Aufgaben:
A: Wiederhole den Abschnitt über das Überwinden von Ängsten wortgetreu, beginnend bei „Aber das Wort“ und endend bei „dem Tode bewahren.“.
B: Schreibe den Text über das Überwinden von Ängsten von der Stelle an weiter, an der er aufhört.

Ausgewählter Abschnitt:
================================

Ängste kann man überwinden.
Aber das Wort sagt es schon:
“Überwinden”.
Es ist ein Kampf, den wir führen – in jedem Moment, in dem wir die Angst durchdringen und an ihrem anderen Ende wieder herauskommen.
Das Überwinden von Angst ist also per Definition immer anstrengend. Sonst würde es ja jeder tun. Und sonst wäre es auch keine Angst.
Denn der Überlebensmechanismus namens “Angst” ist dafür da, um uns davon abzuhalten, etwas zu tun – denn er will unser Überleben sichern.
Natürlich wissen wir heute, dass die meisten Ängste uns nicht mehr wirklich vor dem Tode bewahren.
Hinter den meisten Ängsten von uns modernen Menschen wartet ein leichteres, gesünderes, besseres Leben auf uns.
Die Angst vor Zurückweisung, die Angst vorm Ehrlichsein, die Angst vor Spinnen, die Angst vor der Dunkelheit, die Angst vor Verlust des Jobs oder davor, einsam zu sterben und nie die Liebe fürs Leben zu finden.
Die meisten Ängste und Phobien sind heute unnütz. Im Gegenteil: Sie halten unseren Mangelzustand sogar eher am Leben, da wir aus dem Schneckenhaus unseres momentanen Horizonts nie herauskommen.
Was aber tun wir, wenn wir es einfach nicht schaffen?
Denn im Kopf ist es ja logisch. Angst wird eigentlich nicht gebraucht und danach wird das Leben vielleicht nicht perfekt, aber höchstwahrscheinlich sehr viel besser – also weg damit.
Aber was ist, wenn wir im Moment der Angst die Kraft zur Überwindung nicht aufbringen können?
Wenn wir unsere Herzensprojekte ewig aufschieben?
Wenn wir diese schwierigen Gespräche ewig aufschieben, während wir weiter leiden?

================================

Bereitgestellte Angaben:
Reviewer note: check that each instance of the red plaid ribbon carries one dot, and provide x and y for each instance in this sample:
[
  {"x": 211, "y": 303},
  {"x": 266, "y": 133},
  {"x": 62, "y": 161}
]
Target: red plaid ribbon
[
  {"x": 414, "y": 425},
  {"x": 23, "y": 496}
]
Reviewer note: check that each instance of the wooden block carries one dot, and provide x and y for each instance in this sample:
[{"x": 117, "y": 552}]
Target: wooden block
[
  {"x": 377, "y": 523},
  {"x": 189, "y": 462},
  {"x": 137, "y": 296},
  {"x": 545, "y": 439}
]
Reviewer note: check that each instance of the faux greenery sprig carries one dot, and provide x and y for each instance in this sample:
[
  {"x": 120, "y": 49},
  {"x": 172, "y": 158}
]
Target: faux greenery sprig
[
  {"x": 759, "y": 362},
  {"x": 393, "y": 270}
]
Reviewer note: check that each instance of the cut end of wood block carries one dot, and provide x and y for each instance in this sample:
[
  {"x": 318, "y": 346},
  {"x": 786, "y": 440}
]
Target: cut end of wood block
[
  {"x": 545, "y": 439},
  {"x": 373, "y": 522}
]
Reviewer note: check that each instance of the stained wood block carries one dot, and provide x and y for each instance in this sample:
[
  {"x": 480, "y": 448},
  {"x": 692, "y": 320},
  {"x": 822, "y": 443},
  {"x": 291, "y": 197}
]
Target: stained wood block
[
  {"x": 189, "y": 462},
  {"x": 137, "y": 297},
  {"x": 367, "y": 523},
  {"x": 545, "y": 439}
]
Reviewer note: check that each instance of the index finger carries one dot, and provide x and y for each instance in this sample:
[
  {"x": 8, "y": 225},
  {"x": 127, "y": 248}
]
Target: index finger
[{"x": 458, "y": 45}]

================================

Antworten:
A:
Aber das Wort sagt es schon:
“Überwinden”.
Es ist ein Kampf, den wir führen – in jedem Moment, in dem wir die Angst durchdringen und an ihrem anderen Ende wieder herauskommen.
Das Überwinden von Angst ist also per Definition immer anstrengend. Sonst würde es ja jeder tun. Und sonst wäre es auch keine Angst.
Denn der Überlebensmechanismus namens “Angst” ist dafür da, um uns davon abzuhalten, etwas zu tun – denn er will unser Überleben sichern.
Natürlich wissen wir heute, dass die meisten Ängste uns nicht mehr wirklich vor dem Tode bewahren.

B:
Wenn wir unserer Phobie nicht begegnen, obwohl wir wissen, dass wir da durchmüssen, wenn wir ein Leben führen wollen, in dem es uns auch gut gehen kann?
Es gibt jede Menge Herangehensweisen an die Angst als solche. Strategien zum Bewältigen der Angst, Techniken zur Soforthilfe.
Doch heute möchte ich ein oft vergessenen Puzzlestück mit dir teilen.
Ängste überwindet man am besten…
…indem man Ängste überwindet.
Ha ha – Okay, neu formuliert:
Ängste überwindet man am besten…
…indem man ANDERE Ängste überwindet.
Die Angst davor, deinen großen Dämonen zu begegnen, besiegst du am besten, wenn du dich zuerst den kleinen Dämonen in deinem Leben widmest.
Die Fähigkeit, Mut zu beweisen, ist allgemeingültig.
Wer mutig ist, kann Ängste überwinden.
Wer nur mutig ist, wenn es um finanzielle Risiken geht, aber nicht wenn es ums authentische Öffnen in Beziehungen geht, der ist nicht wirklich mutig.
Wer nur in seinem Spezialgebiet mutig ist, aber nicht auch in Bereichen, die für ihn schwer sind, den nenne ich persönlich keinen “mutigen Menschen”.
Aber Mut ist nicht angeboren, sondern antrainiert. Und das kann man jederzeit nachholen.
Fang klein an.
Anstatt die Welt aufräumen zu wollen, räum erstmal dein Schlafzimmer auf.
Anstatt die Ängste überwinden zu wollen, die dein Leben ruinieren, überwinde erstmal die Ängste, die nur einen kleinen Einfluss auf dein Leben haben.
Diese “kleinen Ängste” nenne ich einfach “Hürden”.
Wie willst du deine Angst davor überwinden, deiner Partnerin von deiner Überforderung zu erzählen, wenn du diese Überforderung selbst noch nie bewusst gefühlt hast? So richtig mit Stille und Achtsamkeit und Atmen?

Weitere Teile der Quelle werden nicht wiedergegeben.